** Start Page extract **

In recent years, nonfungible tokens (NFTs), cryptocurrencies and other modern investment options have become trendy. However, physical commodities such as gold are still in high demand. In 2021, the global market capitalization for cryptocurrency surpassed $2 trillion. Now, investors must ask themselves: which option should I choose — crypto or gold?
Gold is a commodity that dates back thousands of years as a store of value and as a means of exchange and is still successful today. Even with the invention of decentralized digital cryptocurrency, gold has remained just as prominent. Although, for most individual investors, owning gold can be difficult and out of reach. There is one crypto company, PAX Gold (PAXG), whose goal is to make gold ownership more democratic and available to everyday investors by allowing them to trade it like any other cryptocurrency.

** End Page extract **
** Start Data shown **

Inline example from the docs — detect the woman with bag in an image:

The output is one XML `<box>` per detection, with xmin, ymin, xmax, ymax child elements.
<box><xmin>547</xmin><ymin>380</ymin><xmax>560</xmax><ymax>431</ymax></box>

** End Data shown **

- Task statement:
List each specific kind of investment that the first paragraph of the crypto-versus-gold text names. The material that comes with this text is unrelated to it.

- Answer to this exercise:
- Nonfungible tokens (NFTs)
- Cryptocurrencies
- Gold